WORK TO COMPLETE
Reproduce verbatim the stretch of the listing from the line containing "of the grass" through the line containing "[[454, 428], [320, 428], [22, 283]]", both included.

DATA TO PROCESS

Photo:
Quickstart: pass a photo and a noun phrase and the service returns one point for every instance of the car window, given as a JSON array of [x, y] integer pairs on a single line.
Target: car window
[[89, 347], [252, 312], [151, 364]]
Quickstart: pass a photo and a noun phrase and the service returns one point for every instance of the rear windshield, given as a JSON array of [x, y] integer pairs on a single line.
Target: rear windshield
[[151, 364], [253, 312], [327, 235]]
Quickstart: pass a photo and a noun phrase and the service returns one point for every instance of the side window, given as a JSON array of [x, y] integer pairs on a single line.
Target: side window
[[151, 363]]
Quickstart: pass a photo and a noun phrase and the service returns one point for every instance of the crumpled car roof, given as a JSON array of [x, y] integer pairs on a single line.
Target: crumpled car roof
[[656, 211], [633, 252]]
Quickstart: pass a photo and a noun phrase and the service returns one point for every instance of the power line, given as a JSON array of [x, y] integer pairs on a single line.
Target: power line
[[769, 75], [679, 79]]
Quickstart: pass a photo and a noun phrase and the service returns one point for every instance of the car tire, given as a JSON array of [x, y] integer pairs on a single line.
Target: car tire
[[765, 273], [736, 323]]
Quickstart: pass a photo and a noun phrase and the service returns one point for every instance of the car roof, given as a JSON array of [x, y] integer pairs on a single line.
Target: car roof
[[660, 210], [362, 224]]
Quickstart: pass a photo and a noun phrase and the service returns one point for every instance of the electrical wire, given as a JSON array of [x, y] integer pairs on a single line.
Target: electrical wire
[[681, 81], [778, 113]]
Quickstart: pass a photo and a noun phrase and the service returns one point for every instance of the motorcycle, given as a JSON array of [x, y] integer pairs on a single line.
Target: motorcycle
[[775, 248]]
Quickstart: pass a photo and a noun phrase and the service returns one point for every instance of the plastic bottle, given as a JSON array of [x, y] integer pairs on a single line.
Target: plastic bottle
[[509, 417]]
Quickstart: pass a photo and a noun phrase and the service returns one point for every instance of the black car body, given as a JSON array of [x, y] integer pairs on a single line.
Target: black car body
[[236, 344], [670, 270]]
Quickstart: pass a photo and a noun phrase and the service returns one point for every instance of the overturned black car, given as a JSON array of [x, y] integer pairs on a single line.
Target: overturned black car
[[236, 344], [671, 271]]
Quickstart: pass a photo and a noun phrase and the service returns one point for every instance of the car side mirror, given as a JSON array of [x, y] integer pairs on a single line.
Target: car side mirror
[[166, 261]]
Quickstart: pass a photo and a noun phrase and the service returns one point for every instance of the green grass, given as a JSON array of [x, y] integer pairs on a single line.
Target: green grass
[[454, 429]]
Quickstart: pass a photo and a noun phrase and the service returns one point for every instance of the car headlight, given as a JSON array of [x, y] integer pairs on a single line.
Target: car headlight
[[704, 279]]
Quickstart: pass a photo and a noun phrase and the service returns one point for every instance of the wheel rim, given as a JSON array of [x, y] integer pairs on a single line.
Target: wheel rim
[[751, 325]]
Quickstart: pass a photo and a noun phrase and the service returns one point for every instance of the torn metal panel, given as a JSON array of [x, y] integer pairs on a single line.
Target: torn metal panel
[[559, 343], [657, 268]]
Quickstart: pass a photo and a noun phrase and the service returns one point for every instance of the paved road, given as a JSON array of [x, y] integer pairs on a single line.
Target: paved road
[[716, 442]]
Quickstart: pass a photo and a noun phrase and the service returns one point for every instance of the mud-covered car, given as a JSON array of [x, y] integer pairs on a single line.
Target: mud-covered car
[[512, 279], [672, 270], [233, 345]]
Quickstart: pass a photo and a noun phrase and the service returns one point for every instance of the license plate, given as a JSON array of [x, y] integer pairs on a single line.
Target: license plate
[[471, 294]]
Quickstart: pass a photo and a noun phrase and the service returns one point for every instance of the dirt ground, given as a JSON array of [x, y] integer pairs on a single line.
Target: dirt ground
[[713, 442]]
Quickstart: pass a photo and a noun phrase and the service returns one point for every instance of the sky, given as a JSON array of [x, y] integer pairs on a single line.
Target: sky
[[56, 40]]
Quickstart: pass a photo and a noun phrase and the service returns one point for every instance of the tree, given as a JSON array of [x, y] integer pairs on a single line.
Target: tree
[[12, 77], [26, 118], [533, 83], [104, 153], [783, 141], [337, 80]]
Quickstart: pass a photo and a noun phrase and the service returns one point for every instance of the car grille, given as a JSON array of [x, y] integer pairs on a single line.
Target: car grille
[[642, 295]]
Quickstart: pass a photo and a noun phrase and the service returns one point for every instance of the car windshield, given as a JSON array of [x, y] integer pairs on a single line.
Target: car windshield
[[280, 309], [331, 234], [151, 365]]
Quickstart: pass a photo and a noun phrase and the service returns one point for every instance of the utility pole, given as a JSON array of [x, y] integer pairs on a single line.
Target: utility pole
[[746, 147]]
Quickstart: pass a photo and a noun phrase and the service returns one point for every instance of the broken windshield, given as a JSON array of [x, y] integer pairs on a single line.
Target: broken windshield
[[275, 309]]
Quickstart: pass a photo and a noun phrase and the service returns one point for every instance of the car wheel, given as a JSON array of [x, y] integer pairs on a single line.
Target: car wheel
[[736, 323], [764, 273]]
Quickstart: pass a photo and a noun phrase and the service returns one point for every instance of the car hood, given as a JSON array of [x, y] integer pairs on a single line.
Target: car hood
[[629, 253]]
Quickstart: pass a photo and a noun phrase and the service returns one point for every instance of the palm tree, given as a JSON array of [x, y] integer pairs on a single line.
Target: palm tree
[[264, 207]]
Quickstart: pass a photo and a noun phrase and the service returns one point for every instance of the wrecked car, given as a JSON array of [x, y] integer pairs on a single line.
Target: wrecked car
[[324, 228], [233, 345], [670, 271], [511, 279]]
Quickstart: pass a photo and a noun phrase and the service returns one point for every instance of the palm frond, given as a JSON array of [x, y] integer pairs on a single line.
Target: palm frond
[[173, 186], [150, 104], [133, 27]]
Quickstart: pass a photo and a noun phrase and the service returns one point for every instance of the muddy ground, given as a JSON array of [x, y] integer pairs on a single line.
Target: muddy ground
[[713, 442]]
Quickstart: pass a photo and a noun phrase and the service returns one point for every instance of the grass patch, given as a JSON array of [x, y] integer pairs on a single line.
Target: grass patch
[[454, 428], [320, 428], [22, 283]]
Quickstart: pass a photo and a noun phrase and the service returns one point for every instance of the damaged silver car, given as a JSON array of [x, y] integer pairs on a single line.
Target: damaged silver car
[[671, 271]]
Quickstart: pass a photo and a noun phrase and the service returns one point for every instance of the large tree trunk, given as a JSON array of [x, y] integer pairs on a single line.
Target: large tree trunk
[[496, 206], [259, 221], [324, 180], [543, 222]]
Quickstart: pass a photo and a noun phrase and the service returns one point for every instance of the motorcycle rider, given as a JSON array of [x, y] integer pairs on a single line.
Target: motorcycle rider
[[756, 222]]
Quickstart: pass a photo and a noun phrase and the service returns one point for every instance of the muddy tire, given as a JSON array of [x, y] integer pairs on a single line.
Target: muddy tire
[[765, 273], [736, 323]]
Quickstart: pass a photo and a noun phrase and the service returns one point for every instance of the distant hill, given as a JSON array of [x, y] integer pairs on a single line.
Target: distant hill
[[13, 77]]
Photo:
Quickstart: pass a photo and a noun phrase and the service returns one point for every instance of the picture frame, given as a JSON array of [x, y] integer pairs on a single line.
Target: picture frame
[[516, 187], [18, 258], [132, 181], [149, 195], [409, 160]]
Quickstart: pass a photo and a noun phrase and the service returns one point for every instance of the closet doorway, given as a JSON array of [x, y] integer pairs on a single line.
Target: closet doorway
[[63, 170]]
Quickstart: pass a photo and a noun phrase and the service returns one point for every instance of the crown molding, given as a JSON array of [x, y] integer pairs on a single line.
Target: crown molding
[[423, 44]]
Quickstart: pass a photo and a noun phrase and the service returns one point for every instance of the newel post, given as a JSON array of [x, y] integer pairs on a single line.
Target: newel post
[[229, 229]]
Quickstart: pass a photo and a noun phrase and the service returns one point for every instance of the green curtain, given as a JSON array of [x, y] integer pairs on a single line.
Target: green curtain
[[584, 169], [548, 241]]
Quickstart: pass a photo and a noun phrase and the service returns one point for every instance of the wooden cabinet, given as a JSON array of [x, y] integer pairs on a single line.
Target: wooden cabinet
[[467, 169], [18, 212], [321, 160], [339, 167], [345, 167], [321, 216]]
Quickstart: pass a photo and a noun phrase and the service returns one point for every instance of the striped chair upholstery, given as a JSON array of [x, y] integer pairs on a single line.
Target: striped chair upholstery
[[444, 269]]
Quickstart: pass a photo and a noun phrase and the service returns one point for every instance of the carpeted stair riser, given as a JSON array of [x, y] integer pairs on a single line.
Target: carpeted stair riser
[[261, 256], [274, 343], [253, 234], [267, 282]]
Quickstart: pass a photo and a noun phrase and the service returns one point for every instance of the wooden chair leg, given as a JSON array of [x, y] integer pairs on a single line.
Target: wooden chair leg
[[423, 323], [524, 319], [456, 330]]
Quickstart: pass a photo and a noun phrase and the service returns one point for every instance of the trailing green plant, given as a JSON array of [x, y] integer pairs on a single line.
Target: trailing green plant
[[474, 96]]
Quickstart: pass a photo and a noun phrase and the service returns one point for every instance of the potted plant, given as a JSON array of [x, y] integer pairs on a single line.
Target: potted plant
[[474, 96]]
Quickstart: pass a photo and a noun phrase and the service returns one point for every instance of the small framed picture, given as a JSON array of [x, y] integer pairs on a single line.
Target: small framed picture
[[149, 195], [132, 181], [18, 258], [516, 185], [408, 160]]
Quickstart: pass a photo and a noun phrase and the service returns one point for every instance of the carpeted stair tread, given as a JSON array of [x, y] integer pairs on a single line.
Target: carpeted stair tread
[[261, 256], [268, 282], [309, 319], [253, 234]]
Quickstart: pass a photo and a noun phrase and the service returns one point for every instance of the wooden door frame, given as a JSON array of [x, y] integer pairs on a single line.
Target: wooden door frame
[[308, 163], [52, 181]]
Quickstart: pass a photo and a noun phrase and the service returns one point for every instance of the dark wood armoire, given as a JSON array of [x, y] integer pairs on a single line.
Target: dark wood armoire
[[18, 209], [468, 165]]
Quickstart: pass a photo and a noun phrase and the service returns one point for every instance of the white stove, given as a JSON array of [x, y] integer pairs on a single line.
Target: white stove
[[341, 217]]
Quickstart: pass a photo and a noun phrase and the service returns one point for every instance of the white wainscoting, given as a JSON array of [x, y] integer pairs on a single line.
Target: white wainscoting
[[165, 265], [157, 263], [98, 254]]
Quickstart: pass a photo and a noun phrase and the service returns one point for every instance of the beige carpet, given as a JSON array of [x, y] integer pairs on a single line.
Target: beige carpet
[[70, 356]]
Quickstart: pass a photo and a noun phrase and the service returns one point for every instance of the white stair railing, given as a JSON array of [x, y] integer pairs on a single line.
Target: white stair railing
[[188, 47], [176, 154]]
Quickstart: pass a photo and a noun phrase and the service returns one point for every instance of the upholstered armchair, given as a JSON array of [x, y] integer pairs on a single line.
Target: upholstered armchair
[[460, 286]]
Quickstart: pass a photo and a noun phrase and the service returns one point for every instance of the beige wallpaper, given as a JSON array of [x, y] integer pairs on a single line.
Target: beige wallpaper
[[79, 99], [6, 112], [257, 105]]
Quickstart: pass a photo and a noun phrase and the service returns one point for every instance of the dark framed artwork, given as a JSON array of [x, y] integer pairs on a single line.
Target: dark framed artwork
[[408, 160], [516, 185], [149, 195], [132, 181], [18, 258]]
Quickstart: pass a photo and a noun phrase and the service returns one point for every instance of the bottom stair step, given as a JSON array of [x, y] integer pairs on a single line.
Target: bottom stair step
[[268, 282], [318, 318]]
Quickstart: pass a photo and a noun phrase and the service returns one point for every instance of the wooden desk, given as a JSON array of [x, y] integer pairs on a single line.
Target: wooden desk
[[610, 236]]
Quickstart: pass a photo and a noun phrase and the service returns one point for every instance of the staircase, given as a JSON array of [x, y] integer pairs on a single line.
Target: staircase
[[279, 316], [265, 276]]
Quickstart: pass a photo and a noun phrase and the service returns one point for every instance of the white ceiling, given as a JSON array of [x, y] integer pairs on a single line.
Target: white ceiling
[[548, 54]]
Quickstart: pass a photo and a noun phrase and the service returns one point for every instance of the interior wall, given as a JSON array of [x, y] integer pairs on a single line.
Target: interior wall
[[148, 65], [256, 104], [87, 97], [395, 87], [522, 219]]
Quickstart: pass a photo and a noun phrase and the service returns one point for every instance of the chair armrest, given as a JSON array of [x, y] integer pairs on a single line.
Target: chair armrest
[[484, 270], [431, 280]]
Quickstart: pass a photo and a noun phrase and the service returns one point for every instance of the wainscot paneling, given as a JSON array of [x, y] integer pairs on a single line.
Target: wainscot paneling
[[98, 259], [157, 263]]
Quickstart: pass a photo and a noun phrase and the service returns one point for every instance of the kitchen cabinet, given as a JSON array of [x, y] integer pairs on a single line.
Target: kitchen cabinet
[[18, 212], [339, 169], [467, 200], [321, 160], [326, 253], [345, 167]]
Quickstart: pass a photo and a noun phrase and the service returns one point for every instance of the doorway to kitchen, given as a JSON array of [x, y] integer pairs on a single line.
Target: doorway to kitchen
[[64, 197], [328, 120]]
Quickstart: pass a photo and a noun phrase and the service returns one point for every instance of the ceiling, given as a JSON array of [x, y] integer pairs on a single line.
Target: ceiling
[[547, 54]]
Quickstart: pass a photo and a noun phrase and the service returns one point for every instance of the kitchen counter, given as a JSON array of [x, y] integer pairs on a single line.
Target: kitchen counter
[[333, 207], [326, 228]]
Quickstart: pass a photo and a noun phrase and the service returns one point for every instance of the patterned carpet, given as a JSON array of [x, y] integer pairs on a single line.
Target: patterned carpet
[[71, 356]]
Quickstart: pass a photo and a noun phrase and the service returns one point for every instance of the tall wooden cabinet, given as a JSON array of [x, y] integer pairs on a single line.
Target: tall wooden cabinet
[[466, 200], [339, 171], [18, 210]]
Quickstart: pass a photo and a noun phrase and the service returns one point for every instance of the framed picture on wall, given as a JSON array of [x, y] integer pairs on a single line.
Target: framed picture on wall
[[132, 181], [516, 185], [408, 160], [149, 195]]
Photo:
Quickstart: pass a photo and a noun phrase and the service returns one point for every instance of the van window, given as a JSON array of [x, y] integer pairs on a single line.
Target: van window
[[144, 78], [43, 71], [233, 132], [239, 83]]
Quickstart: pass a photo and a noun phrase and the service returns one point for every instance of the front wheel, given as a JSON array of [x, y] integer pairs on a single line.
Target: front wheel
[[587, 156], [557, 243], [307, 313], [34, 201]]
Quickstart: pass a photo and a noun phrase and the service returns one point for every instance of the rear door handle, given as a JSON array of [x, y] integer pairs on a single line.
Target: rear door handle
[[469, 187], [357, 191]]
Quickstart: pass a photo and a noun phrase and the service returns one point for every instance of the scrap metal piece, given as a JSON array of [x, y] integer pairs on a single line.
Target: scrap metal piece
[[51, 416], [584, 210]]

RESULT OF THIS EXERCISE
Quickstart: pass a photo and a noun phrase and the service returns one point for every instance of the grass patch, given as a JSON array of [x, y] integer pairs on a single line.
Target: grass patch
[[454, 428], [320, 428], [22, 283]]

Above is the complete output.